++++ Available records

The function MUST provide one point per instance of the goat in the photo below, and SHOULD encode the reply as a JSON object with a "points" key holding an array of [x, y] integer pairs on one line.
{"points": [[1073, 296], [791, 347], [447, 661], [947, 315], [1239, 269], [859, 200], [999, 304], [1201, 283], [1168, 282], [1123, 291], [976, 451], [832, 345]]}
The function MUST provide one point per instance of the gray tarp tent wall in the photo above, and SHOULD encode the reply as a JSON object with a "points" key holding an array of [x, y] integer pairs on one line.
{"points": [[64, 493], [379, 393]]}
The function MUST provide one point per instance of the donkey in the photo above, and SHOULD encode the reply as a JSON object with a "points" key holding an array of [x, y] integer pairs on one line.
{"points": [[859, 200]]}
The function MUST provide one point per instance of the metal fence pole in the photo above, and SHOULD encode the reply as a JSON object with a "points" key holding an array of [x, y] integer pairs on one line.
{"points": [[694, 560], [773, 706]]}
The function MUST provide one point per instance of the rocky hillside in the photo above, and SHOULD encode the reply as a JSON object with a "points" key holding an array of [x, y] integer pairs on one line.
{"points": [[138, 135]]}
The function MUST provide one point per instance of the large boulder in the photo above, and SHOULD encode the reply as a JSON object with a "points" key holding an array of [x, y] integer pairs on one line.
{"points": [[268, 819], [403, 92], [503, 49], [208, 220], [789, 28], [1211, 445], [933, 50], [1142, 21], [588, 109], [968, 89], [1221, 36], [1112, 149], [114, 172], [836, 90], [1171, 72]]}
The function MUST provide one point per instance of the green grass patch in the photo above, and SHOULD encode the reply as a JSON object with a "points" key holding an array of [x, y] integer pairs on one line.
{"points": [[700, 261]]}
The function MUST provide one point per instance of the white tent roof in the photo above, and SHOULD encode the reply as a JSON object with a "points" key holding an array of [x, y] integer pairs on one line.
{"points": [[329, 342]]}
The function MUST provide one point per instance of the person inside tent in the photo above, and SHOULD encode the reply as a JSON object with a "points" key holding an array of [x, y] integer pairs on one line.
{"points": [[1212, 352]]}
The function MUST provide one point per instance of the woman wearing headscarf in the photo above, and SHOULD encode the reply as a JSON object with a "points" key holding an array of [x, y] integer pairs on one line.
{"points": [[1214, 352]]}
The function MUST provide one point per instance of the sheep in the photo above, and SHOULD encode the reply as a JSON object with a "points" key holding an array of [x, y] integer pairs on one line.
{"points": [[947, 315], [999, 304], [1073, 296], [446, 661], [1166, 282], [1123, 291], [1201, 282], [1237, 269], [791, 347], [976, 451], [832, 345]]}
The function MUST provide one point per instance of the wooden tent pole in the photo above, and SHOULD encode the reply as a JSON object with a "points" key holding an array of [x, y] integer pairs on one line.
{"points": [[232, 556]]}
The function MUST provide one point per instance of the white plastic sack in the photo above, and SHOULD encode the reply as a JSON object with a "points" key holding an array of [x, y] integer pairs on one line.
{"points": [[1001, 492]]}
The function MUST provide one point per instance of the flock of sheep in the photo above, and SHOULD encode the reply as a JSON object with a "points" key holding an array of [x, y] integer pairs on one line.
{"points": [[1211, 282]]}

++++++++

(Task brief): From the records above, extract every entry exactly as given.

(Task output):
The function MUST provide one point per instance of the goat in the photo below, and SHOULD encode the reply as a JSON object with a "points" key holding an array of [x, y] integer pairs on one line.
{"points": [[1073, 296], [791, 347], [447, 661], [947, 315], [1239, 269], [859, 200], [999, 304], [1201, 283], [1168, 282], [1123, 291], [976, 451], [832, 345]]}
The function MUST provide one point per instance of the gray tarp tent wall in the photo above, and SHOULD encode the reply as a JSON object with a "points" key holding an array of [x, y] integer pairs on one line.
{"points": [[64, 493], [379, 393]]}
The function MUST provide one point per instance of the donkey in the photo above, and SHOULD encode the reply as a JSON object with a "points" key holding an array of [x, y] integer pairs on one line.
{"points": [[859, 200]]}
The function MUST provide one point per instance of the metal fence pole in the photo above, and SHOULD encode the reply as a JSON object with a "points" key holding an array of [x, y] integer pairs on one line.
{"points": [[694, 560], [773, 706]]}
The function MUST provide one point per instance of the rocky hillside in the photo above, and SHOULD encode the reply as a JSON object with a "points" key holding an array of [x, y] integer pairs on one line.
{"points": [[138, 135]]}
The function MUST provide one point per instance of the large boulder in the photo above, and SHOULD encode the reply as a JSON object with a "points" key holding an array of [x, y] integer pairs on one line.
{"points": [[268, 819], [403, 92], [503, 49], [208, 220], [789, 28], [1211, 445], [933, 50], [1142, 21], [588, 109], [968, 89], [1221, 36], [1112, 149], [114, 172], [836, 90], [1171, 72]]}
The function MUST provide one point per instance of the green grass patch in the photo above, and SHOULD encode the reply as a JSON object with a "points" key holding an array of [x, y] integer pairs on one line.
{"points": [[700, 261]]}
The function MUST provide one point per instance of the white tent roof in the photo above, and SHOULD encode the reply as a JSON object with a "points" key holding an array of [x, y] integer pairs on one line.
{"points": [[329, 342]]}
The function MUST provide one point per instance of the person inside tent in the photo above, and SHOULD encode the reply as a JSON object with a "points" key holding an array of [x, y] integer pairs on one line.
{"points": [[1212, 352]]}
The function MUST provide one point per instance of the woman wearing headscarf in the photo above, and SHOULD encode the reply as a JSON object with a "points" key holding an array of [x, y] integer pairs on one line.
{"points": [[1214, 352]]}
The function MUST provide one point per instance of the sheep in the photo above, and SHOULD encode the reply as a JSON object with a "points" key holding an array of [x, y] integer pairs on one line.
{"points": [[947, 315], [999, 304], [1073, 296], [446, 661], [1166, 282], [1123, 291], [1201, 282], [1237, 269], [791, 347], [976, 451], [832, 345]]}
The function MUST provide one point per instance of the wooden tent pole in the photo above, and SHOULD encode the reply as a JSON object with a "points" key holding an array of [x, y] integer pairs on one line.
{"points": [[232, 556]]}
The function MUST provide one point per instance of the white plastic sack in the photo above, and SHOULD encode the reply as a JSON object with a "points" key holding an array of [x, y] integer pairs on one line.
{"points": [[1001, 492]]}
The function MUST provide one point per instance of the flock of sheep in the photo above, and SHOULD encode the reply as a JSON object with a "points" key holding an array of [x, y] integer pairs on one line.
{"points": [[1211, 282]]}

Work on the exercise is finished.